▶ _Instructions to follow_:
Only lines with the string "camera" are wanted. Pull them out of the data.
(Available data)
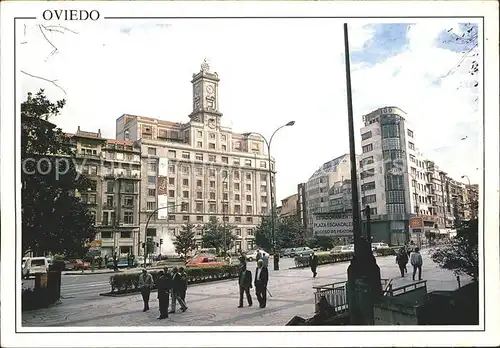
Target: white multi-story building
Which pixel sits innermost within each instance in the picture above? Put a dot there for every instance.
(317, 191)
(199, 169)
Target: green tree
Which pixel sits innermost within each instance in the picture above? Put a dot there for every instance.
(461, 255)
(185, 240)
(218, 236)
(53, 218)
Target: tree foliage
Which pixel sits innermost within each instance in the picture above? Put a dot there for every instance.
(288, 233)
(185, 240)
(53, 218)
(218, 236)
(461, 255)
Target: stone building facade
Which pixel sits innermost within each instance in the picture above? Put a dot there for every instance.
(115, 167)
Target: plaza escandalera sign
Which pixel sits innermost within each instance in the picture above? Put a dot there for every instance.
(332, 224)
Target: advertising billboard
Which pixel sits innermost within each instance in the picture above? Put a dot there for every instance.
(332, 224)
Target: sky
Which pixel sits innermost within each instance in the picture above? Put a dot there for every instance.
(271, 72)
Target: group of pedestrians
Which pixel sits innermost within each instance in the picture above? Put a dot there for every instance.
(260, 281)
(171, 286)
(415, 258)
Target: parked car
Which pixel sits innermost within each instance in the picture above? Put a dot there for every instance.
(252, 254)
(341, 249)
(301, 252)
(79, 264)
(35, 265)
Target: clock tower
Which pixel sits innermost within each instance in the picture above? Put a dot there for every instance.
(206, 97)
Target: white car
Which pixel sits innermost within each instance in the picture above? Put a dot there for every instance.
(252, 255)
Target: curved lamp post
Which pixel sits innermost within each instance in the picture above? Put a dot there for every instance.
(268, 143)
(147, 224)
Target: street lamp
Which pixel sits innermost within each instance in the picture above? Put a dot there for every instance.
(268, 143)
(224, 208)
(147, 224)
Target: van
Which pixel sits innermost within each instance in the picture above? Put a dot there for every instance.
(35, 265)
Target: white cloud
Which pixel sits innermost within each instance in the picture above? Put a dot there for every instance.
(271, 72)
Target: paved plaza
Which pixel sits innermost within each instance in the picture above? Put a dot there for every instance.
(215, 303)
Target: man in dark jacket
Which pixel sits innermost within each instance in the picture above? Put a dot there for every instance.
(245, 284)
(163, 286)
(261, 279)
(176, 291)
(184, 282)
(313, 262)
(402, 260)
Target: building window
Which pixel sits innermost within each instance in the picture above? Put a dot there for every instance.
(367, 148)
(152, 151)
(366, 135)
(128, 217)
(369, 199)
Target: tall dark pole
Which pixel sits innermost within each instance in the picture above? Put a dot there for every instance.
(356, 224)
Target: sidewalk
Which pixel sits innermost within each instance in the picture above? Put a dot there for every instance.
(215, 303)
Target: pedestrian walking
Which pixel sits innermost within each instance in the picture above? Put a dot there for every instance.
(417, 263)
(245, 284)
(313, 263)
(176, 291)
(261, 279)
(145, 284)
(402, 260)
(184, 282)
(163, 286)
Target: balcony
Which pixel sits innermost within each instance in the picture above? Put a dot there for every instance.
(128, 176)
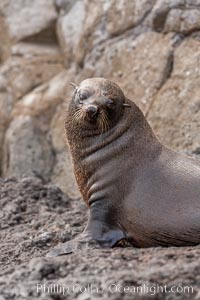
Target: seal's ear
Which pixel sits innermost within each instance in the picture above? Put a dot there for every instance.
(126, 105)
(74, 85)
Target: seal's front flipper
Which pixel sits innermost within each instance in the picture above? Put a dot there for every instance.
(86, 241)
(73, 246)
(101, 231)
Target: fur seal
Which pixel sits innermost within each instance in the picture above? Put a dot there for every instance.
(137, 190)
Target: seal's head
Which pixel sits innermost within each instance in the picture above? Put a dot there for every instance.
(97, 103)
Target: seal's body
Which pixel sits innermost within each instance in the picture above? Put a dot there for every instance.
(136, 188)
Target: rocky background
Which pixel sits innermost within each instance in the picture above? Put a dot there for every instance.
(151, 48)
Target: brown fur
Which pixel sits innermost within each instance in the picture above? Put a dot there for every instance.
(136, 188)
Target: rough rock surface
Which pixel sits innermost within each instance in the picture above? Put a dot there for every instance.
(36, 216)
(150, 48)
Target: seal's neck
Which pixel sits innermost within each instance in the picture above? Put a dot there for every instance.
(132, 125)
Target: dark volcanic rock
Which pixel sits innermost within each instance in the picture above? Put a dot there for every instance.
(36, 216)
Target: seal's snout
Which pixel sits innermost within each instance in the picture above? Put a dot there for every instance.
(92, 111)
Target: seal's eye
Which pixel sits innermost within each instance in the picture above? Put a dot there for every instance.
(110, 104)
(83, 96)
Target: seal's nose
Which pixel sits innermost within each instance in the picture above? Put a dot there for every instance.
(92, 110)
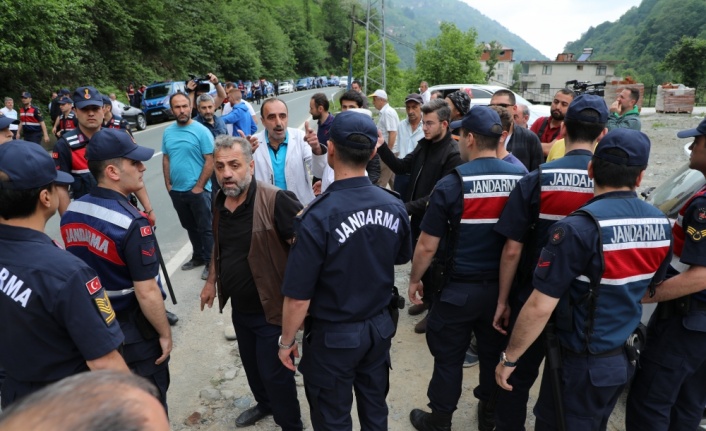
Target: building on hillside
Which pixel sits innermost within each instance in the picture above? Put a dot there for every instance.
(540, 80)
(503, 69)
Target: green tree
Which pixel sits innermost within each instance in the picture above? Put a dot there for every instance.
(451, 57)
(494, 49)
(688, 60)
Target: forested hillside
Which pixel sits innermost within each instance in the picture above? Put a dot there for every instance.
(644, 35)
(48, 44)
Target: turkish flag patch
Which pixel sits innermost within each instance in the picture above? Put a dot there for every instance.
(94, 285)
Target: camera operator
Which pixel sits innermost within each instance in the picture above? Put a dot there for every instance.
(198, 85)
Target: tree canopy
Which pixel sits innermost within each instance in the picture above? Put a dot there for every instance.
(451, 57)
(49, 44)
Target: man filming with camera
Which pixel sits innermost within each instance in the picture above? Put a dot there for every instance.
(197, 86)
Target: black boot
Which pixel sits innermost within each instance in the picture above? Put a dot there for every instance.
(End Available data)
▶ _Worked solution_:
Target: camera operator
Target: man filming with camera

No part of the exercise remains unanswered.